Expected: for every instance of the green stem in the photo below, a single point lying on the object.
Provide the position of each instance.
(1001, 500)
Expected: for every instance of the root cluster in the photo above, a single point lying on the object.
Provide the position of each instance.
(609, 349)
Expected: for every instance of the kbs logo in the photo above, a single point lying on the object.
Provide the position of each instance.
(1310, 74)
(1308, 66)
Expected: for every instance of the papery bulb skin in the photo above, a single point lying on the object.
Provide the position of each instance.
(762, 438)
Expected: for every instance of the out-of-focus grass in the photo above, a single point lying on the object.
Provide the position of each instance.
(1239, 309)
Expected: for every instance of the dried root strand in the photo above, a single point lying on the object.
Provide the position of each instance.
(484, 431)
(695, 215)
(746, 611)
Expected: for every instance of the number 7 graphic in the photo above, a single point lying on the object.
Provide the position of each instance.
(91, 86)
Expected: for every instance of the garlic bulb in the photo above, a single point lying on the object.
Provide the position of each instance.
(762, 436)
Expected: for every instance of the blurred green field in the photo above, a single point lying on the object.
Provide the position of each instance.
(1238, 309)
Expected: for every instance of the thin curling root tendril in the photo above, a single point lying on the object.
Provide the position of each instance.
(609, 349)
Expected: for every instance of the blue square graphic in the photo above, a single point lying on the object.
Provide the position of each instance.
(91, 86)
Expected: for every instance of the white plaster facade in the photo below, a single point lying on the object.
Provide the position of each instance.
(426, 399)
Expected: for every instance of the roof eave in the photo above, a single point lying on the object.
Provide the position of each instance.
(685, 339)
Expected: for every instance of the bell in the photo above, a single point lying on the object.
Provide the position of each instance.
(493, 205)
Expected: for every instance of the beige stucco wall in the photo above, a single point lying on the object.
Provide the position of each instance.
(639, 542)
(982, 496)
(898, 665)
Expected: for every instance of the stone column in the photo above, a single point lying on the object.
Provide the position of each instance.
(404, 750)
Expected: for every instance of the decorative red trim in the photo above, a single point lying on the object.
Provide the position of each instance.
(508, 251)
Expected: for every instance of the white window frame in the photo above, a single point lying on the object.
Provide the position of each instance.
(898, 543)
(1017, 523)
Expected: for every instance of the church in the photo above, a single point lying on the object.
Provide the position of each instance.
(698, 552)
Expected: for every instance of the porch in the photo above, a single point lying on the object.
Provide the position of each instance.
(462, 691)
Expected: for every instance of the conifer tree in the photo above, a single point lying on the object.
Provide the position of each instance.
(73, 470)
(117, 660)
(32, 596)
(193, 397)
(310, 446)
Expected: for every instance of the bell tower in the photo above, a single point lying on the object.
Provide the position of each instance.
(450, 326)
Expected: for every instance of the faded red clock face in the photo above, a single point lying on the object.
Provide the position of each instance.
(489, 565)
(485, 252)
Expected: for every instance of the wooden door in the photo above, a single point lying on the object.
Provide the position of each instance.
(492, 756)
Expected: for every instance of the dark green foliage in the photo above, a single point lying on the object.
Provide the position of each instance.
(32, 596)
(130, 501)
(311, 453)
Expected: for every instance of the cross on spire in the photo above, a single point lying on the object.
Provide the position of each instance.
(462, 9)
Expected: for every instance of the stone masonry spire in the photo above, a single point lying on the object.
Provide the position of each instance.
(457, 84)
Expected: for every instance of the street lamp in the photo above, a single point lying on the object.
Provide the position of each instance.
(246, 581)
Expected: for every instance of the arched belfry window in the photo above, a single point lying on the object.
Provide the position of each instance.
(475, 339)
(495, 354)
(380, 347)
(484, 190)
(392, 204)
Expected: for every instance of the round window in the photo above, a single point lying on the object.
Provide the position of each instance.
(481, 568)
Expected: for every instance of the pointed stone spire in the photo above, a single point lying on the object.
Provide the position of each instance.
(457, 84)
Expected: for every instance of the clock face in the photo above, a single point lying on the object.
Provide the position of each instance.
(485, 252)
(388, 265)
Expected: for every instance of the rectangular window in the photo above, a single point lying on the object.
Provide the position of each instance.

▶ Your objective
Please copy out all of the records above verbatim.

▶ Exercise answer
Expected: for every instance of the green stem in the photo below, a single point lying on the object.
Provide the position of each instance.
(1001, 500)
Expected: for every instance of the root cluster in the photo above, a single point lying on the object.
Provide the position of each instance.
(609, 349)
Expected: for every instance of the kbs logo in the photo above, a single point lying on the object.
Provide the position of each instance.
(1310, 74)
(1308, 66)
Expected: for every instance of the papery bulb skin in the photo above, a single point lying on the object.
Provide the position of each instance.
(762, 438)
Expected: for every instance of the out-of-focus grass in the photo above, a single point lying on the object.
Provide the position of each instance.
(1239, 309)
Expected: for every instance of the dried root strand in the photo above, a single point lying on the object.
Provide the position of each instance.
(484, 431)
(695, 215)
(746, 611)
Expected: for every instance of the number 7 graphic in the photo above, a single point lying on the object.
Provide the position of each instance.
(91, 86)
Expected: for every instance of the garlic bulb in the photo above, a single point lying on the object.
Provide the position of each instance.
(762, 436)
Expected: for every instance of the blurred green field in the photo above, a single point lying on the object.
Provide the position of each instance.
(1238, 309)
Expected: for every instance of the thin curling root tendril in the photo above, a single point lying on the object.
Provide the position of each instance.
(609, 349)
Expected: for every instance of the blue square graphic in the photo above, a single point lying on the object.
Provide the position of each instance.
(91, 86)
Expected: for every instance of the white plaster facade in the photo below, a single point lying on the object.
Provide the position of each instance.
(426, 399)
Expected: for every instance of the roof eave in the photo above, a single point lying on the object.
Provide the position of each instance.
(685, 339)
Expected: for every instance of the bell in the photo above, a single point lying on the object.
Provide the position of each instance.
(493, 205)
Expected: for every instance of the beige stucco wall in the photo above, a single point lying on the object.
Provide the position of each instance.
(639, 542)
(982, 496)
(898, 665)
Expected: for every instance of the stone column in the photo above, a single point lying on the object.
Provide the position of each instance.
(404, 750)
Expected: for every instance of the decorative red trim in the photo above, a single point lying on the object.
Provide the position of each instance.
(508, 251)
Expected: for every instance of the white window frame in the photo above, a single point lying on the object.
Provide the position of each instance.
(898, 543)
(1017, 523)
Expected: for every instance of the church in the photo above, a single point lying on the object.
Provide the position of each instance.
(698, 552)
Expected: for every instance of the porch in the photo above, a single point lying on the object.
Provide the position of each instance.
(462, 691)
Expected: for every instance of the conifer tree in the photo above, a single point lying on the object.
Provide the position of each instance.
(73, 470)
(117, 660)
(32, 596)
(193, 397)
(310, 446)
Expected: for every instance of the bell tower in the photo above, a single point lying on the object.
Provide the position of each instance.
(450, 326)
Expected: for every instance of the faded red clock face in the photo above, a single point lying on the object.
Provide the position of each instance.
(489, 565)
(485, 252)
Expected: for every instance of the wooden door in the photo above, a single point lying on the object.
Provide the position of each instance.
(492, 756)
Expected: for every instance of the dark green foliage in the photo above, a single point lying on the object.
Provide the position of each instance.
(32, 596)
(130, 501)
(311, 453)
Expected: for every instance of the cross on spire in the photo above, a single point lying on the object.
Provide the position of each instance.
(462, 9)
Expected: for every instance of the stone masonry spire in the photo above, a single point lying on the object.
Provide the position of each instance.
(457, 84)
Expected: for every instance of the street lamp in the photo above, a single point lying on the object.
Provide the position of each instance.
(246, 581)
Expected: for every instance of the arched belfry window in the photo above, a single point lying on the object.
Provide the position of each instance.
(475, 339)
(495, 354)
(380, 347)
(484, 190)
(392, 204)
Expected: for every instance of the round window in the photo above, a single point lying on the object.
Provide the position of each instance.
(481, 568)
Expected: for every instance of the pointed stone spire in the photo above, a single point lying on the object.
Provide the position of each instance.
(457, 84)
Expected: for every instance of the clock face in the photo above, a single point lying on the object.
Provide the position of each instance.
(485, 252)
(388, 265)
Expected: for every instance of the rectangular window in the photo above, a single point lying on the object.
Provide the position of each instance.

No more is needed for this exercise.